### Dataset entries
_ _ _ _

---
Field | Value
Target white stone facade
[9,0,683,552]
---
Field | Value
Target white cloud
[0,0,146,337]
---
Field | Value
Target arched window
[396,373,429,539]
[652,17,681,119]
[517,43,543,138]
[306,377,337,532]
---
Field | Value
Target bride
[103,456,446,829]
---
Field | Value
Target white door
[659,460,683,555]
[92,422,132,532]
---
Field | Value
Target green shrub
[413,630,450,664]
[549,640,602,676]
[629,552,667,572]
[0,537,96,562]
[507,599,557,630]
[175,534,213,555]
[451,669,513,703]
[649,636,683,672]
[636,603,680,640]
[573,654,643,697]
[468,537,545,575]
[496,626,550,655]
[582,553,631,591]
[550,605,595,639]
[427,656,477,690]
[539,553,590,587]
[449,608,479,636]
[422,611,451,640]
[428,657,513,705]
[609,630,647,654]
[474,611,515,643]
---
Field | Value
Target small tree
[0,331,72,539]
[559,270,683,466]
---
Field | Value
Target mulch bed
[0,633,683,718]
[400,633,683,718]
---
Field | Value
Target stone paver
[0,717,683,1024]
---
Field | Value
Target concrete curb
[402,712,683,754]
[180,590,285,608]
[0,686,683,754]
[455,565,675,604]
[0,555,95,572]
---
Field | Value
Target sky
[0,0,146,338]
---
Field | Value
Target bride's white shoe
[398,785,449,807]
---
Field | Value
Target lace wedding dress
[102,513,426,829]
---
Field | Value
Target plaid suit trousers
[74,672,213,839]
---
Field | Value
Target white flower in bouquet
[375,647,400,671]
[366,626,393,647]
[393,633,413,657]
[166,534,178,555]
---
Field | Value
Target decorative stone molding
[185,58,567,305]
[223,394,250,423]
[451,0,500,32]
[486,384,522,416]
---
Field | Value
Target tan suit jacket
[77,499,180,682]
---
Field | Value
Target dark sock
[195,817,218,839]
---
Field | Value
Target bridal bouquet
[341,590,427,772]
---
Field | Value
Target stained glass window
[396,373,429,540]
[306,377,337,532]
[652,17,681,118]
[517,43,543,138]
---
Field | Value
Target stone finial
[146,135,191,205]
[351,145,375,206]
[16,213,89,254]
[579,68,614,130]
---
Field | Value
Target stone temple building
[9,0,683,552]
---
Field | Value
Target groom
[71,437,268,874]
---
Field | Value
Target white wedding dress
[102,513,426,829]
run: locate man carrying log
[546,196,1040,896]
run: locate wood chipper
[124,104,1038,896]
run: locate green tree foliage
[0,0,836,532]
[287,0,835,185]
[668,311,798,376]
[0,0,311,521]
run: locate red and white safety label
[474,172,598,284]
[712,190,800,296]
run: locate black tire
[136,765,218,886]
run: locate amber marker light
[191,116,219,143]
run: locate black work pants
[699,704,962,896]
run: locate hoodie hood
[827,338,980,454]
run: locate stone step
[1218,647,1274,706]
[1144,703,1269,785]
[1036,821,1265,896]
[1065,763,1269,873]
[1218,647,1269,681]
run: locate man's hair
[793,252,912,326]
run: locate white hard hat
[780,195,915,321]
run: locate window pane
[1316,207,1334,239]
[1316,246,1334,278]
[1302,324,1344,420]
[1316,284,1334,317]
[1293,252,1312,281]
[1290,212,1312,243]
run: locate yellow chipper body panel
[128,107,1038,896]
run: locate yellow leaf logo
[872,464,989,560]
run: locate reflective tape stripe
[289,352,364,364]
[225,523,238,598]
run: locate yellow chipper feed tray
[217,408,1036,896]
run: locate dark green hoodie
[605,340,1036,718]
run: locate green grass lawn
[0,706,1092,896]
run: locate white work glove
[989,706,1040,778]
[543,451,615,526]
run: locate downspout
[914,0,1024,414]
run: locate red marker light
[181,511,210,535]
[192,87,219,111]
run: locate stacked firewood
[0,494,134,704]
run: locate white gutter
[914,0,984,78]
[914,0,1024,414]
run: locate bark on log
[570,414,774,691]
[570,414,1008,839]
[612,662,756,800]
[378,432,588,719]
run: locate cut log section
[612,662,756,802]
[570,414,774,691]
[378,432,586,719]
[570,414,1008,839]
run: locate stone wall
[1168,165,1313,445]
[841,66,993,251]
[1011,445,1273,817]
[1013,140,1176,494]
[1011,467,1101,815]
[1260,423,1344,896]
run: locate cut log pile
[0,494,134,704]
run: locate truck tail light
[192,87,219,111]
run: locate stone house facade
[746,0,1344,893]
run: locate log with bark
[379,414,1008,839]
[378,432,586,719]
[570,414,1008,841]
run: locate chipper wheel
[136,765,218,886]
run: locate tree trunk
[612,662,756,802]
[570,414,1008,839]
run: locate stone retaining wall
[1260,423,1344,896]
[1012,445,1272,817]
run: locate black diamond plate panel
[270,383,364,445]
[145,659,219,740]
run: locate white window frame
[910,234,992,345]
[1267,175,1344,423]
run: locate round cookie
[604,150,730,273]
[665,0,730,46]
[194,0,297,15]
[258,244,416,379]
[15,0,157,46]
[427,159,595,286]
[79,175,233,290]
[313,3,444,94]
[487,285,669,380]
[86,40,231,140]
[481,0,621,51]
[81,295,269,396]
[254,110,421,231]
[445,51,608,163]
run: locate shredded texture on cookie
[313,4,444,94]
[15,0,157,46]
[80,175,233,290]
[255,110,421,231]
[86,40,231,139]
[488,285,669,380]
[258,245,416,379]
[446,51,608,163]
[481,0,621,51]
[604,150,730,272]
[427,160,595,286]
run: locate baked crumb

_ _ _ _

Repeat the entries from the line containing "run: locate truck tail light" through the line containing "[1267,175,1344,423]", word for word.

### Response below
run: locate truck tail light
[192,87,219,111]
run: locate stone house facade
[746,0,1344,893]
run: locate log with bark
[379,414,1008,839]
[378,432,586,719]
[570,414,1008,841]
run: locate chipper wheel
[136,765,218,886]
run: locate tree trunk
[612,662,756,802]
[570,414,1008,839]
run: locate stone retaining wall
[1260,423,1344,896]
[1012,445,1272,817]
run: locate black diamond plate panel
[270,383,364,445]
[145,659,219,740]
run: locate white window frame
[910,234,992,345]
[1267,175,1344,423]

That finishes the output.